Your objective » Transcribe without alteration every line below, from the line containing "Exercise. Spot the river" down through the line containing "(1065, 614)", and no others.

[start Source data]

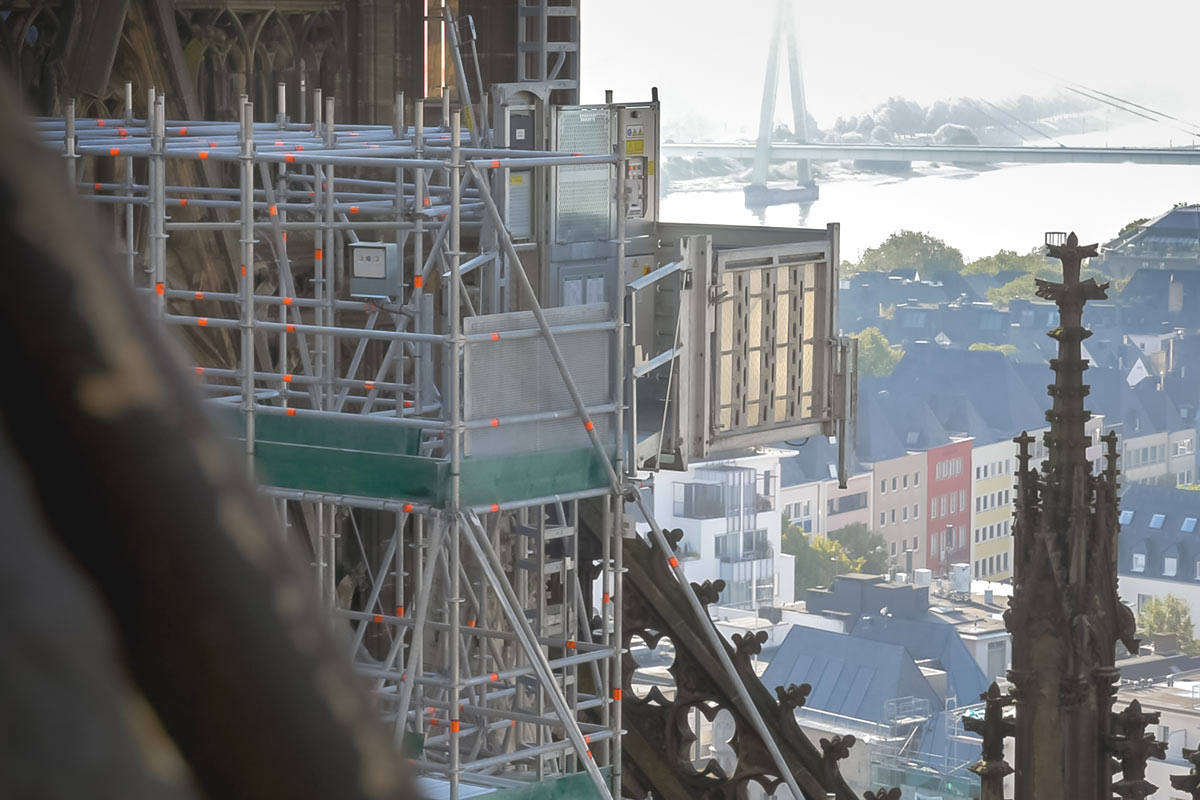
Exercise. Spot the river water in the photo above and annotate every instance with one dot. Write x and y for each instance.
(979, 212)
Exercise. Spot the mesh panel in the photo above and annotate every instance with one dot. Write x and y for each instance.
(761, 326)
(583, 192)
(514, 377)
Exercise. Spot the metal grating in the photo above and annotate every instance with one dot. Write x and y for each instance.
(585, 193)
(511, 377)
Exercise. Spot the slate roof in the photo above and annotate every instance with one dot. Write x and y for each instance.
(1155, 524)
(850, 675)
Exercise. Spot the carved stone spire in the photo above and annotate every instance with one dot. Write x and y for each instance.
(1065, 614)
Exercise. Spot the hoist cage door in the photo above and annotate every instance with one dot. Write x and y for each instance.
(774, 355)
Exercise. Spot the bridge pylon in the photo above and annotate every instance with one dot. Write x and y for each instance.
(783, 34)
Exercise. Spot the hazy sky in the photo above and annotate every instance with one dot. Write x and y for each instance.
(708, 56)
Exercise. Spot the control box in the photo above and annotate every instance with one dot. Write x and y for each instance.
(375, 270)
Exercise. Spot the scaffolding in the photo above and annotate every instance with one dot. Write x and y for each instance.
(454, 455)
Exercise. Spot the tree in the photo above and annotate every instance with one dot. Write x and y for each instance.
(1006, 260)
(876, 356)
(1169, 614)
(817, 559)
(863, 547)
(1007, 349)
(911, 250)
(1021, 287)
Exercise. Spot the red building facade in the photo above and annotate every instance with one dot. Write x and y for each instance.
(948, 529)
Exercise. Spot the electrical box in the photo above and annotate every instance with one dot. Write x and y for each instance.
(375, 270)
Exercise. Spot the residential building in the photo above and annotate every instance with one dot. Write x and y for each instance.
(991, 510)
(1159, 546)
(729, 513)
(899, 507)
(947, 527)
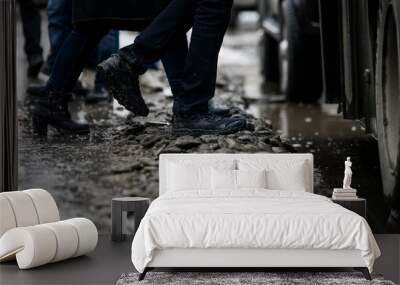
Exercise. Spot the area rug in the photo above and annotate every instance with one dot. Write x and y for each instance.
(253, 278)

[end Source data]
[start Source data]

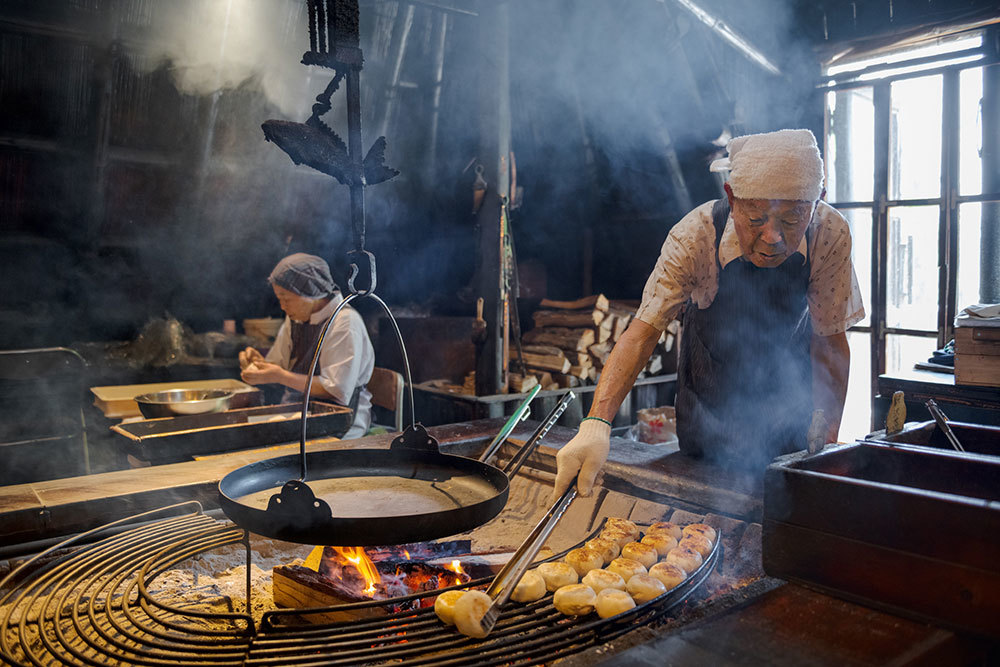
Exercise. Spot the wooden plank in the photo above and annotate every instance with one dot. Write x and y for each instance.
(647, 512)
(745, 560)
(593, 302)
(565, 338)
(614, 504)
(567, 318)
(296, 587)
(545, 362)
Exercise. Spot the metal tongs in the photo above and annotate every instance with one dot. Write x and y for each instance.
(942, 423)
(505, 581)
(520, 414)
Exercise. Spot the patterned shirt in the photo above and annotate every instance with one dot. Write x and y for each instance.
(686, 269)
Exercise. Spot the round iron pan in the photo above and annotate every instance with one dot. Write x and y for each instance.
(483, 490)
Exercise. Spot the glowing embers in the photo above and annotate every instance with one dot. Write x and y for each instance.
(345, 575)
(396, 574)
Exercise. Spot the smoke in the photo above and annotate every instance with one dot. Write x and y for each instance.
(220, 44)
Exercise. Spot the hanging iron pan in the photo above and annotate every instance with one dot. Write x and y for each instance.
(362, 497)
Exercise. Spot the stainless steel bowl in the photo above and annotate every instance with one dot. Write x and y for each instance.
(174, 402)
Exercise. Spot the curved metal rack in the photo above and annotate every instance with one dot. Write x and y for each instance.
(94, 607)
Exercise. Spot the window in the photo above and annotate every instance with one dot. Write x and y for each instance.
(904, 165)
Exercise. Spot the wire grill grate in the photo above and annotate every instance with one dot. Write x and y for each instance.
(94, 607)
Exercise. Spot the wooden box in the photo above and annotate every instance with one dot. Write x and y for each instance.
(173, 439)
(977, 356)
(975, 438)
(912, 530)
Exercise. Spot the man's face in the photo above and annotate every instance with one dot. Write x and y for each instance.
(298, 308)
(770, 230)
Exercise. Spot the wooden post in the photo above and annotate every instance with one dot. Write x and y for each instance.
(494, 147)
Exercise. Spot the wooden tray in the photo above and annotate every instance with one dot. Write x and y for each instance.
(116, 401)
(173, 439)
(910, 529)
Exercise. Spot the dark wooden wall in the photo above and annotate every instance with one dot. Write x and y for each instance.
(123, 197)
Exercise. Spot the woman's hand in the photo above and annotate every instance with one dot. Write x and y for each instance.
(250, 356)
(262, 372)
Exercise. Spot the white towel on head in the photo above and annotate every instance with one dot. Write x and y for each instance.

[end Source data]

Completed exercise »
Exercise. Spot the river water in the photo above and annotate every instance with one dot. Write x and y for each instance.
(979, 212)
Exercise. Spot the mesh panel in the photo above and annotate every instance with one dot. Write x and y for each instance.
(761, 326)
(583, 192)
(514, 377)
Exercise. Spot the metal grating in the photo above and annotate every instance with one dot. Write x and y for each instance.
(585, 193)
(511, 377)
Exercise. Spot the slate roof in the photo above and annotate every instance with one dot. Write x and y for each instance.
(1155, 524)
(850, 675)
Exercise. Spot the carved stone spire in the photo above and annotate every instance with one dot. Write x and y for each instance.
(1065, 614)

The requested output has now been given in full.